Material supplied =
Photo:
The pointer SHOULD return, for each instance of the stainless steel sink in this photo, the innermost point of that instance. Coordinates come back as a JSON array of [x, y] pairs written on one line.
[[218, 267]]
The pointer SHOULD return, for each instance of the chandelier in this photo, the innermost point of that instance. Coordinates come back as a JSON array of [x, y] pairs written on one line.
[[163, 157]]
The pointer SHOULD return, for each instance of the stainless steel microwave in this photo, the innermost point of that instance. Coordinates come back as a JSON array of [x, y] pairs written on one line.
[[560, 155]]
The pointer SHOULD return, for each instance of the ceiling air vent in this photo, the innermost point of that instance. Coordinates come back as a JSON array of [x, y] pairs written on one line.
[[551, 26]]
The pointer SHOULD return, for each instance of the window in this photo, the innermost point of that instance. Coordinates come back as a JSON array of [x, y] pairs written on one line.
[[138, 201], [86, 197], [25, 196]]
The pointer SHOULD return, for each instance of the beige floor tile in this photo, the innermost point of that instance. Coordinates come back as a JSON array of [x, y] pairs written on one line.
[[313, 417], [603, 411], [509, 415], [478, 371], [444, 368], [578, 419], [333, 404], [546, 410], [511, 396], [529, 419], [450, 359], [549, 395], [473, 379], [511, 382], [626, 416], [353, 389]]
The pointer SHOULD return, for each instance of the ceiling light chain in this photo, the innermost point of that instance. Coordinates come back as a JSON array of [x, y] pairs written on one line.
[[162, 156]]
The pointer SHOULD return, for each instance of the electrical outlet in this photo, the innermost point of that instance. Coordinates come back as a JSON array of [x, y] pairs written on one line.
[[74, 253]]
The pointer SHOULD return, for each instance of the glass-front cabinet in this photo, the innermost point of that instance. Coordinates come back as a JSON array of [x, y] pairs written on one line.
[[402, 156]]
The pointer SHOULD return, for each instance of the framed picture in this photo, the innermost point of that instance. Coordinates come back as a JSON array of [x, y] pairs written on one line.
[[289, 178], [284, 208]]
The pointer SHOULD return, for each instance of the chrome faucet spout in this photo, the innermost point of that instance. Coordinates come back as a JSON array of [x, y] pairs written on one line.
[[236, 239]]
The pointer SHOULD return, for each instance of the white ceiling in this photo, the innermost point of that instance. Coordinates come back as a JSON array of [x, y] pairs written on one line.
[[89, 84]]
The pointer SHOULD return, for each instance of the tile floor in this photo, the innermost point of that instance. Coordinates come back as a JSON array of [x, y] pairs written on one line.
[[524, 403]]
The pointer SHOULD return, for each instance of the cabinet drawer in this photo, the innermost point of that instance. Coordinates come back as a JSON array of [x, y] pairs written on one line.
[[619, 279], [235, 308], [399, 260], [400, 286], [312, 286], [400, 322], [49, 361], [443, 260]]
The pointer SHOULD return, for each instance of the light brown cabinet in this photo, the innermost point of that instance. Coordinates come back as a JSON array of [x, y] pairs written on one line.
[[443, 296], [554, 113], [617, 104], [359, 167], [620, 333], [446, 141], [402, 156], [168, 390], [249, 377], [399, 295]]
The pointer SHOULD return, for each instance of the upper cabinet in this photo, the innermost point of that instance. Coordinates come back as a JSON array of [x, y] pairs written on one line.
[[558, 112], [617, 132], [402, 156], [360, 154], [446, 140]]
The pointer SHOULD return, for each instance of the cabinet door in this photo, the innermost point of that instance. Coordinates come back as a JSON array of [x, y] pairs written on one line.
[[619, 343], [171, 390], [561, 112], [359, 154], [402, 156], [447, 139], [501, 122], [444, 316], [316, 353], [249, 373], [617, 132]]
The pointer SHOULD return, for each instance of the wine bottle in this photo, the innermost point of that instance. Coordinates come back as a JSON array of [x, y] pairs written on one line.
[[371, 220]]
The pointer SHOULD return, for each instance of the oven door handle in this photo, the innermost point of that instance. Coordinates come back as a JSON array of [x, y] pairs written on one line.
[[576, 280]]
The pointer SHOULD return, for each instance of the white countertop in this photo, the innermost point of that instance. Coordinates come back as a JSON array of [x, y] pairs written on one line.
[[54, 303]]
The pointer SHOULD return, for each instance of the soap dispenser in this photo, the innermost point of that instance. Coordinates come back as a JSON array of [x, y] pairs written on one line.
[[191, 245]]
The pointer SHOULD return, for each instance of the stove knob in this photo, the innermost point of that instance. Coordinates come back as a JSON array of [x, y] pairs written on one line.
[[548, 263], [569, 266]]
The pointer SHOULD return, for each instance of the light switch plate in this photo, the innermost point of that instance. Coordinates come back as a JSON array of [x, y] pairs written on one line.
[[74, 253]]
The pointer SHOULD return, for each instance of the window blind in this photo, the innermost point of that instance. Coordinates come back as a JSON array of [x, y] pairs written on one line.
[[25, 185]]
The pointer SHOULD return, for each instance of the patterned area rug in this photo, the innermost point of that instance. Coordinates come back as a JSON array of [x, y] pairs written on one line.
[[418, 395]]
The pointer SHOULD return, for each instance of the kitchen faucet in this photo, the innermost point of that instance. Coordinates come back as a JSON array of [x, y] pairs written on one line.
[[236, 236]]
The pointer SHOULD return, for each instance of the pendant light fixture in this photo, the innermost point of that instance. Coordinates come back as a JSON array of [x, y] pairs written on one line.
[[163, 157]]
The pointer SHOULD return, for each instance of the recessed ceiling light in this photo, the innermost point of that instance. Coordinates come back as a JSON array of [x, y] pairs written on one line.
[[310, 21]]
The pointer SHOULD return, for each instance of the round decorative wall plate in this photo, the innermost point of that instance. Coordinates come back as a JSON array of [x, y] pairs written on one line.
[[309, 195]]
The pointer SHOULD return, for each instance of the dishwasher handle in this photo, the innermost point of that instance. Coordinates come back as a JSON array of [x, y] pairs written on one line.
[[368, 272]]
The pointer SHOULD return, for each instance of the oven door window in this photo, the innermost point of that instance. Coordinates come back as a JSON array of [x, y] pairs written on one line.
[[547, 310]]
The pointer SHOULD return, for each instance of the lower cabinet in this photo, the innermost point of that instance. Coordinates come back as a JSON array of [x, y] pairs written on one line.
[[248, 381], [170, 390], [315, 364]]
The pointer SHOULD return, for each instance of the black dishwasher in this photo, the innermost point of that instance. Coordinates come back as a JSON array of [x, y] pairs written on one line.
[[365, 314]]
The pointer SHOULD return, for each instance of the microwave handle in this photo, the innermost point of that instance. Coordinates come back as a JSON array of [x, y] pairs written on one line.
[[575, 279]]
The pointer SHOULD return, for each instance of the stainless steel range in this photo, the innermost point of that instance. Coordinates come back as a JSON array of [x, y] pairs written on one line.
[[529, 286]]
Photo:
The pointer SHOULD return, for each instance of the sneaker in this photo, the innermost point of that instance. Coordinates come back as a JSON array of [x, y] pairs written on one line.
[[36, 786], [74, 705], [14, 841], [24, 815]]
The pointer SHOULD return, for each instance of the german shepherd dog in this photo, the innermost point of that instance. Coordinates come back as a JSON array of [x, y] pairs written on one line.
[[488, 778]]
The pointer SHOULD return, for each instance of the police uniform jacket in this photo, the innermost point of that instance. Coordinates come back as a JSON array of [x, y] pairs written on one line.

Work task =
What is needed here is a word-for-word copy of the whole listing.

Expected output =
Photo:
The pointer SHOULD return, for each instance of the stainless steel sink in this photo, the innermost point of that instance. Coordinates come back as a JSON array of [x, y] pairs written on one line.
[[218, 267]]
The pointer SHOULD return, for each instance of the chandelier in this photo, the innermost point of that instance. Coordinates come back as a JSON array of [x, y] pairs written on one line.
[[163, 157]]
The pointer SHOULD return, for each instance of the stainless steel microwave in this photo, the innermost point of that instance. Coordinates come back as a JSON array of [x, y] pairs written on one line.
[[560, 155]]
The pointer SHOULD return, for each instance of the ceiling air vent in this photo, the innermost point of that instance. Coordinates come back as a JSON array of [x, y] pairs written on one line.
[[551, 26]]
The pointer SHOULD return, for each instance of the window in this photo, the innermost point of that instance. Coordinates come back as a JSON array of [x, y] pairs written on one line.
[[138, 201], [86, 197], [25, 196]]
The pointer SHOULD return, for each instance of the beige floor tile in this photo, the innermost point of that instance. Coordinates come back as a JSON array of [x, y] pairs written on one line.
[[313, 417], [603, 411], [509, 415], [478, 371], [444, 368], [578, 419], [333, 404], [546, 410], [511, 396], [529, 419], [450, 359], [549, 395], [473, 379], [511, 382], [626, 416], [353, 389]]
The pointer SHOULD return, for each instance of the ceiling light chain in this photo, the innermost point of that instance. Coordinates come back as a JSON array of [x, y] pairs written on one line.
[[162, 156]]
The pointer SHOULD return, for each instance of the electrical outlet in this photo, the innermost point of that instance. Coordinates come back as a JSON array of [x, y] pairs written on one line.
[[74, 253]]
The pointer SHOULD return, for each instance of the glass-front cabinet in this photo, the innermost point of that instance. Coordinates come back as a JSON array of [x, y] pairs written on one line.
[[402, 156]]
The pointer SHOULD return, for each instance of the framed picture in this photo, the innermost point of that instance. Coordinates come back as a JSON array of [x, y] pairs written on one line.
[[289, 178], [284, 208]]
The pointer SHOULD return, for each instance of the chrome faucet spout in this photo, the innermost point of that instance. Coordinates come back as a JSON array of [x, y] pairs written on one line.
[[236, 239]]
The pointer SHOULD return, for each instance of the white ceiling in this photo, the innermost point of that instance. Coordinates come back as a JSON array of [x, y] pairs written on one line.
[[89, 84]]
The pointer SHOULD return, for each instance of the tile floor in this photo, the innermost point of that instance. Coordinates come back as a JSON array of [x, y] pairs written on one line.
[[524, 403]]
The pointer SHOULD return, for each instance of the cabinet drawer in this photo, the innermost point of that instance. Coordinates come back as a JSON array of [x, y] pairs written on one line.
[[619, 279], [235, 308], [399, 260], [400, 286], [312, 286], [400, 322], [49, 361], [443, 260]]
The pointer SHOULD return, for each instance of the light brown cabinet in this photo, the innermost point of that instance. Coordinates come back as a JSON array of [x, y] pairs written on one line.
[[443, 296], [554, 113], [617, 104], [359, 167], [620, 333], [446, 141], [402, 156], [168, 390], [249, 377], [399, 295]]
The pointer SHOULD return, for each instance of the upper cabinet in this photo, the innermost point of that instance. Coordinates come back as a JSON array of [x, y] pairs written on one line.
[[558, 112], [617, 132], [402, 156], [360, 154], [446, 140]]
The pointer SHOULD return, for each instance of the cabinet door in this photo, the innermost point of that instance. Coordinates come back as a JSON array of [x, y] pairs written on one line.
[[619, 343], [171, 390], [561, 112], [359, 154], [402, 156], [447, 139], [501, 122], [444, 316], [316, 353], [249, 373], [617, 132]]
The pointer SHOULD return, for each instance of the wine bottle in this photo, the innermost point of that instance. Coordinates come back as a JSON array of [x, y] pairs written on one line.
[[371, 220]]
The pointer SHOULD return, for each instance of the oven door handle in this photo, the innermost point of that instance. Coordinates come back as a JSON array of [x, y] pairs written on one line.
[[576, 280]]
The pointer SHOULD return, for each instance of the white countertop in this photo, the innermost point of that instance. Coordinates come back as a JSON array of [x, y] pairs written on one line.
[[54, 303]]
The pointer SHOULD return, for each instance of the soap dispenser in this photo, the innermost point of that instance. Coordinates come back as a JSON array of [x, y] pairs written on one line.
[[191, 245]]
The pointer SHOULD return, for each instance of the stove knob in this photo, the innermost point of that instance. Coordinates come back as a JSON array of [x, y] pairs written on one line.
[[548, 263], [569, 266]]
The pointer SHOULD return, for each instance of the light switch plate in this photo, the innermost point of that instance. Coordinates come back as a JSON array of [x, y] pairs written on one line.
[[74, 253]]
The pointer SHOULD return, for each instance of the window blind in this photo, the innermost point of that instance. Coordinates come back as a JSON array of [x, y] pairs written on one line.
[[25, 185]]
The pointer SHOULD return, for each instance of the patterned area rug in this photo, the innermost point of that instance. Coordinates come back as a JSON array of [x, y] pairs written on one line.
[[418, 395]]
The pointer SHOULD return, for each instance of the kitchen faucet in this photo, the innermost point of that instance. Coordinates come back as a JSON array of [x, y] pairs written on one line.
[[236, 236]]
The pointer SHOULD return, for each instance of the pendant light fixture in this photo, the innermost point of that instance. Coordinates come back as a JSON array of [x, y] pairs written on one line.
[[163, 157]]
The pointer SHOULD return, for each instance of the recessed ceiling light in this photo, the innermost point of that instance. Coordinates come back as a JSON array of [x, y] pairs written on one line.
[[310, 21]]
The pointer SHOULD return, for each instance of the round decorative wall plate in this photo, the innermost point of that instance. Coordinates come back as a JSON array of [x, y] pairs written on one line.
[[309, 195]]
The pointer SHOULD return, for each instance of the dishwasher handle in this photo, the innermost point of that instance. Coordinates come back as a JSON array of [x, y] pairs written on one line.
[[368, 272]]
The pointer SHOULD return, for each instance of the oven door window in this photo, the innermost point of that instance. Coordinates come back as a JSON array of [x, y] pairs written on one line.
[[547, 310]]
The pointer SHOULD return, for each instance of the lower cabinet in this photo, the innermost point of that instance. Coordinates come back as a JSON array of [x, y] pairs written on one line.
[[248, 381], [170, 390], [315, 364]]
The pointer SHOULD return, for each instance of the black dishwasher in this photo, the innermost point of that instance. Coordinates come back as a JSON array of [x, y] pairs written on one line.
[[365, 314]]
The pointer SHOULD return, for each instance of the microwave handle in this photo, the innermost point of that instance. Coordinates come back as a JSON array of [x, y] pairs written on one line.
[[575, 279]]
The pointer SHOULD return, for each instance of the stainless steel range in this photo, the innermost point of that instance. Coordinates come back as a JSON array of [x, y] pairs written on one line.
[[529, 286]]
Photo:
The pointer SHOULD return, for each instance of the sneaker in this photo, the innermost point of that instance. Coordinates come back as a JSON array of [x, y] pairs written on one line.
[[36, 786], [74, 705], [14, 841], [24, 815]]
The pointer SHOULD return, for each instance of the german shepherd dog in this photo, the innermost point of that instance. Coordinates come back as a JSON array of [x, y] pairs written on one line.
[[488, 778]]
The pointer SHOULD return, for each instance of the police uniform jacket in this photo, the innermost point of that instance. Coordinates come back as a JSON array of [x, y] pairs written on one line.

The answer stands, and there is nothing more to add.